Reproduce each entry below verbatim.
── Data provided ──
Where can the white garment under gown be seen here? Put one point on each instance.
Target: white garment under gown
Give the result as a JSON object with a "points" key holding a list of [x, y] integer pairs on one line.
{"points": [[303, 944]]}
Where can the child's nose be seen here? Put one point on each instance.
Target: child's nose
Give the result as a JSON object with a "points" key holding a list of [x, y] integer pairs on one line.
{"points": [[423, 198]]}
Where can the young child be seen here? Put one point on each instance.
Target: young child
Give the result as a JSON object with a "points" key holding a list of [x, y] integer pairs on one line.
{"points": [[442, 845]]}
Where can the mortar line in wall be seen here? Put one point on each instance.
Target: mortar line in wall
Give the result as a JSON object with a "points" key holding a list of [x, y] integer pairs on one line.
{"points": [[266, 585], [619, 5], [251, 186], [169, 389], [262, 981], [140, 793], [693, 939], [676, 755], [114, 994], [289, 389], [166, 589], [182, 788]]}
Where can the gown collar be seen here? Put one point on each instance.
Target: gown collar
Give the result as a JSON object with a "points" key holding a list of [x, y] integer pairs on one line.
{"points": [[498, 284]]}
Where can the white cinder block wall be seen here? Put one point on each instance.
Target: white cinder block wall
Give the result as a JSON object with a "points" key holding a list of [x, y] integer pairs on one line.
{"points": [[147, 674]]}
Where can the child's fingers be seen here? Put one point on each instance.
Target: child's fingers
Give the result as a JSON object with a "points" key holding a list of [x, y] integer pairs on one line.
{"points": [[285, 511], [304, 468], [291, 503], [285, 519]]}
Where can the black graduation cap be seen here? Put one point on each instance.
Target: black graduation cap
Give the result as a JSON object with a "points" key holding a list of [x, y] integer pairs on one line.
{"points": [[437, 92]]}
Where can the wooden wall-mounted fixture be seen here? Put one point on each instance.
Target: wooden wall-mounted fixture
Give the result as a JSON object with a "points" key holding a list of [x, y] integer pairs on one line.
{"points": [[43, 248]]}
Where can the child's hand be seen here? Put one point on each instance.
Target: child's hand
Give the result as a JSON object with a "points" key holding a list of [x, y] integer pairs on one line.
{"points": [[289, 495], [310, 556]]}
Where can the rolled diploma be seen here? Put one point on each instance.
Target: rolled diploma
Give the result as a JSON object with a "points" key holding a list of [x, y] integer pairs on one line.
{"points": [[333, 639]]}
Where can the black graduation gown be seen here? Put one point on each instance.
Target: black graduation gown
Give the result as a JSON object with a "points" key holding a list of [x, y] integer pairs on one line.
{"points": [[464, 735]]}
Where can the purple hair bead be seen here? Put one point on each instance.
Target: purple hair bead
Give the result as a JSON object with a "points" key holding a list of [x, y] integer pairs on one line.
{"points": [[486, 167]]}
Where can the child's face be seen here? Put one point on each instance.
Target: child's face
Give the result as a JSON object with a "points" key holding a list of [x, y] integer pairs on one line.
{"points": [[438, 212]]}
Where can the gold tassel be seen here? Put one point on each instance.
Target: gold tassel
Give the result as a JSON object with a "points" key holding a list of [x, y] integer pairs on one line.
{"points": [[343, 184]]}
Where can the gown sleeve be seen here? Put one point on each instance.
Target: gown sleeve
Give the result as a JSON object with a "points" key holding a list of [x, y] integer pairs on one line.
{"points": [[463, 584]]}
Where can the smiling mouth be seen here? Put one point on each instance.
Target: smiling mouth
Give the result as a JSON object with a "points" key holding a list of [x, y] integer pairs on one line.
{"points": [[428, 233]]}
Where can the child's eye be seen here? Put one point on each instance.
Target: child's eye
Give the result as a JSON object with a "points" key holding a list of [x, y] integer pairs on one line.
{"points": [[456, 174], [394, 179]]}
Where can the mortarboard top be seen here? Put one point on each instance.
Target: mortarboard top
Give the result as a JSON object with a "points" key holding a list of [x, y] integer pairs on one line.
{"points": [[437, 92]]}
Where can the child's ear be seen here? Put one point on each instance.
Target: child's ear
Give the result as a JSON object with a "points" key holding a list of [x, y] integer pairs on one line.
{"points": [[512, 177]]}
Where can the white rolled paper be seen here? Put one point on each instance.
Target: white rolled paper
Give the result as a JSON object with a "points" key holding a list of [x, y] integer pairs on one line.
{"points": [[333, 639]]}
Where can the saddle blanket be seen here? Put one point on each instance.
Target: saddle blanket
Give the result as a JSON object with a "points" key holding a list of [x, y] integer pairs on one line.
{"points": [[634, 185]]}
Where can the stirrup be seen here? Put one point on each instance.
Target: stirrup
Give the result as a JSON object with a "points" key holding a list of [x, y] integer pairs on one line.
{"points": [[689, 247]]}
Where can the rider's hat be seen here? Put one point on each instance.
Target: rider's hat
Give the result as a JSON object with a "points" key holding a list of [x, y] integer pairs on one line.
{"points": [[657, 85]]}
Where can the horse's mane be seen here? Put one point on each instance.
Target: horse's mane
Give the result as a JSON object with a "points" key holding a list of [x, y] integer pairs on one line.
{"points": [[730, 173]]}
───
▶ **Response to the task**:
Where can the white garment under gown be seen here? Put one point on each instance.
Target: white garment under gown
Give the result as a JSON object with a "points" key holding a list of [x, y] integer pairs on one line.
{"points": [[303, 944]]}
Where can the child's nose be seen here? Put one point on each instance.
Target: child's nose
Give the result as a JSON object with a "points" key holding a list of [x, y] integer pairs on one line.
{"points": [[423, 198]]}
Where can the young child be seen here? Put one point on each instance.
Target: young child
Give the result as a JSON object with a "points" key holding a list of [x, y] integer pairs on one line.
{"points": [[442, 845]]}
Where can the mortar line in wall be seen here? Put one point on each instance.
Target: mortar line in wall
Give the result as a JSON object with a "points" key holding a list of [x, y] integer pairs on one line.
{"points": [[266, 585], [619, 5], [251, 186], [169, 389], [262, 981], [140, 793], [693, 939], [676, 755], [114, 994], [289, 389], [166, 589], [182, 788]]}
Where can the gown collar be seen here? Put one point on each instance.
Target: gown collar
Give the result as a JSON object with a "points" key holding a list of [x, y] integer pairs on one line.
{"points": [[498, 284]]}
Where can the white cinder block wall be seen here? Put one point on each instance.
Target: white cinder block wall
Give the result as a JSON object with a "points" key holding a list of [x, y] integer pairs on one line.
{"points": [[147, 674]]}
Where can the child's fingers be seen here? Put one point on each instance.
Target: child's fingers
Give the result as a JSON object with a "points" key holding a list of [x, y] integer pairs on one line.
{"points": [[285, 511], [304, 468], [291, 503], [285, 519]]}
Where can the black graduation cap be seen here? Put one point on each instance.
Target: black graduation cap
Give the result as a JSON object with a "points" key holding a list of [x, y] integer pairs on one line.
{"points": [[437, 92]]}
Where can the wooden wall-mounted fixture be seen here? Put one point on each instance.
Target: wooden wall-mounted fixture
Give the result as a JSON object with a "points" key holding a list of [x, y] integer pairs on one line.
{"points": [[43, 248]]}
Where can the child's hand be seen here? Put one point on each instance.
Target: child's hand
Give the result as a JSON object with a "points" key holding a list of [x, y] integer pairs on one line.
{"points": [[289, 495], [310, 556]]}
Where can the rolled diploma be seen here? Put one point on each instance.
Target: rolled diploma
Give the result as a JSON object with a "points" key holding a list of [x, y] integer pairs on one line.
{"points": [[333, 639]]}
Where can the black graduation gown be seen here? Put one point on each instance.
Target: black graduation gown
Give the result as a JSON object with a "points" key holding a list of [x, y] integer pairs on one line.
{"points": [[464, 735]]}
Where can the purple hair bead be seen here? Put one point on each instance.
Target: purple hair bead
Give the result as a JSON object with a "points" key holding a list of [x, y] integer pairs on one line.
{"points": [[486, 167]]}
Where can the child's face be seen here? Put one point on each instance.
Target: child's face
Give the result as a JSON object with a "points" key holding a list of [x, y] integer pairs on one line.
{"points": [[438, 212]]}
Where can the gold tassel be seen here? Put one point on each instance.
Target: gold tassel
Give the result as a JSON object with a "points" key holding a list of [x, y] integer pairs on one line.
{"points": [[343, 184]]}
Where can the gown sleeve be seen here? Put one point on each instance.
Target: gown sleeve
Give the result as a JSON object with a "points" key holding a list of [x, y] integer pairs on one line.
{"points": [[463, 584]]}
Where can the smiling mouth be seen here? Put one point on each instance.
Target: smiling mouth
Give the result as a JSON object with a "points" key holding a list of [x, y] integer pairs on one line.
{"points": [[428, 233]]}
Where can the child's eye be seen here? Put one point on each instance.
Target: child's eye
Give the result as a JSON object with a "points" key holding a list of [x, y] integer pairs on one line.
{"points": [[456, 174], [394, 179]]}
Where can the mortarboard top be seen here? Put one point on each instance.
Target: mortarboard top
Give the result as a JSON object with a "points" key holding a list of [x, y] integer pairs on one line.
{"points": [[437, 92]]}
Where can the child's ear be seen here? Put one point on each instance.
Target: child's ear
Give the result as a JSON object with a "points" key holding a list of [x, y] integer pairs on one line.
{"points": [[512, 177]]}
Where can the white rolled paper be seen here? Put one point on each instance.
Target: white rolled paper
Give the result as a JSON object with a "points" key holding a list of [x, y] integer pairs on one line.
{"points": [[333, 639]]}
Where can the saddle blanket be seen here? Put one point on each instance.
Target: saddle blanket
Give the result as a JSON object with a "points" key holding a list of [x, y] integer pairs on one line.
{"points": [[634, 185]]}
Where can the stirrup be seen here? Put one point on each instance.
Target: stirrup
Give the result as a JSON object with a "points" key holding a list of [x, y] integer pairs on one line.
{"points": [[689, 247]]}
Where can the rider's hat be seen here? Put one point on each instance.
Target: rider's hat
Give the result as a JSON object with a "points" key holding a list of [x, y] integer pairs on one line.
{"points": [[657, 85]]}
Where can the horse's mane be seen here? Put one point on each instance.
Target: horse's mane
Give the result as a JSON object with a "points" key holding a list of [x, y] integer pairs on one line.
{"points": [[730, 173]]}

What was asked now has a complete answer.